* PROBLEM TO WORK ON *
Before anything else, copy every record below exactly as it stands.

* AVAILABLE RECORDS *
----

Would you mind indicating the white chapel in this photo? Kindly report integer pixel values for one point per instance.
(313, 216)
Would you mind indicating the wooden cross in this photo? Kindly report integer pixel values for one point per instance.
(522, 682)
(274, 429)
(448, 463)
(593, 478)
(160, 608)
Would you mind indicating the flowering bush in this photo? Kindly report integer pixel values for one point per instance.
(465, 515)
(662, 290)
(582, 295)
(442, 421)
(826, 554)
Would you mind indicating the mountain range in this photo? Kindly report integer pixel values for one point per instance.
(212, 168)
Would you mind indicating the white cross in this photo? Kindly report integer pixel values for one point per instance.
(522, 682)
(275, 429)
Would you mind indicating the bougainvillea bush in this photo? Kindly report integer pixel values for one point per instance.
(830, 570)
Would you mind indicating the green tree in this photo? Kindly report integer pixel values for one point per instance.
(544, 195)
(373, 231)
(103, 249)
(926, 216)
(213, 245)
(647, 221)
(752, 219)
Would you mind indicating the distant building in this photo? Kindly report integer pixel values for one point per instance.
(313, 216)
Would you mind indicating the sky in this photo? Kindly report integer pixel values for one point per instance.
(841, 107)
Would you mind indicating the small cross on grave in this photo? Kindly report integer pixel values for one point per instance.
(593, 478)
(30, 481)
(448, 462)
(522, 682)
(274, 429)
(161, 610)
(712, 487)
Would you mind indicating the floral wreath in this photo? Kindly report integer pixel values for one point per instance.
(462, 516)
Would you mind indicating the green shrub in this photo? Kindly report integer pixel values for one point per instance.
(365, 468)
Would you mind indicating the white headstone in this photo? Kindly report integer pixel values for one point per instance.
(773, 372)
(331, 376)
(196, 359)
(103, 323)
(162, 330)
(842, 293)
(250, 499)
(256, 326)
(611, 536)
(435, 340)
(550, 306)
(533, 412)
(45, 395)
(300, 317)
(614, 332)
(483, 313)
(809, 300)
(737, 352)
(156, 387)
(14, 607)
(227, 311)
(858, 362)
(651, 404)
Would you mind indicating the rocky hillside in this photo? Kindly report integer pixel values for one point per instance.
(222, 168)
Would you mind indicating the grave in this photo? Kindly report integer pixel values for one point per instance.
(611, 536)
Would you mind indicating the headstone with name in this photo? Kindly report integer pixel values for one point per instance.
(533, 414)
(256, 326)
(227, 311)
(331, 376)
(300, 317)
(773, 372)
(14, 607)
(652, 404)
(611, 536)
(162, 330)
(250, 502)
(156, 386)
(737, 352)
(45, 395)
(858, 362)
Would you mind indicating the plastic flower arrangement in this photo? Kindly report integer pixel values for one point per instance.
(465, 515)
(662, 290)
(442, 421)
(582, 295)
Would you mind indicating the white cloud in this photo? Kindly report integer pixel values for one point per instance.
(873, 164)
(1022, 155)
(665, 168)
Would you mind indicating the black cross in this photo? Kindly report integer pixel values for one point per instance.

----

* WRITTEN SOLUTION *
Would you mind indicating the white chapel in this photo? Kindly report integer pixel values for one point per instance.
(313, 216)
Would you mind indicating the wooden cross in this photo? Kindly report integer pixel values for one point per instance.
(522, 682)
(274, 429)
(448, 463)
(593, 478)
(160, 608)
Would you mind indicating the flowering bush in this photo? Kindly report integer pixel values for one point per instance.
(465, 515)
(662, 290)
(582, 295)
(442, 421)
(826, 554)
Would you mind indicating the mountain range in this photo? Kindly report integer pixel values for one point per instance.
(212, 168)
Would you mind indicating the white cross in this photo? Kindly report integer pixel values for one point per instance.
(522, 682)
(275, 429)
Would you mind indicating the bougainvillea bush in this photo? Kindly report integer pixel values for one point per instance.
(830, 570)
Would you mind indicating the green tree in this photo? Kindly report integer pixel values for one point per instance.
(544, 195)
(373, 231)
(103, 249)
(926, 216)
(213, 245)
(647, 221)
(752, 219)
Would you mind indicating the distant building in this photo? Kindly report integer pixel values for one point per instance.
(313, 216)
Would you mind indicating the sky in this photo? Kindly report integer pixel values for one point per instance.
(841, 107)
Would you mind indicating the small cross on grave in this photo? Kindly report integer pixel values for one point per instance.
(593, 478)
(30, 481)
(448, 462)
(522, 682)
(274, 429)
(161, 610)
(712, 487)
Would you mind indicating the floral wreath in this photo? Kindly report integer pixel values for one point per instance.
(462, 516)
Would you mind indicating the green shrub in this photo? Kindly report integer pixel values for one point per instance.
(365, 468)
Would you mind indicating the white headstone in this photo? Kindly report integer pixel values for one point per instance.
(773, 372)
(331, 376)
(196, 359)
(103, 323)
(162, 330)
(842, 293)
(250, 499)
(256, 326)
(611, 536)
(435, 340)
(550, 306)
(533, 412)
(45, 395)
(300, 317)
(614, 332)
(483, 313)
(809, 300)
(737, 352)
(156, 387)
(14, 607)
(227, 311)
(858, 362)
(651, 404)
Would you mind indicating the rocky hillside in this photo? Kindly report integer pixel values for one point per instance.
(222, 168)
Would you mind indicating the grave in this photo? Kindly report integer pixel values for one point per instance.
(611, 536)
Would you mind indicating the headstone with name in this photo? Kindly report integer pixel values for one point per instance.
(533, 414)
(256, 326)
(227, 311)
(331, 376)
(300, 317)
(773, 372)
(14, 607)
(652, 404)
(611, 536)
(162, 330)
(250, 502)
(156, 386)
(737, 352)
(45, 395)
(858, 362)
Would you mind indicating the plastic flower arrangement in this photo? Kindly report integer pixel values for one point per instance.
(465, 515)
(662, 290)
(442, 421)
(582, 295)
Would you mind indicating the white cloud in this photo? Kindly report integer pixel values for one point per instance.
(873, 164)
(1022, 155)
(665, 168)
Would you mind indicating the black cross in this photo? Kindly report integer pixel values for one point per instance.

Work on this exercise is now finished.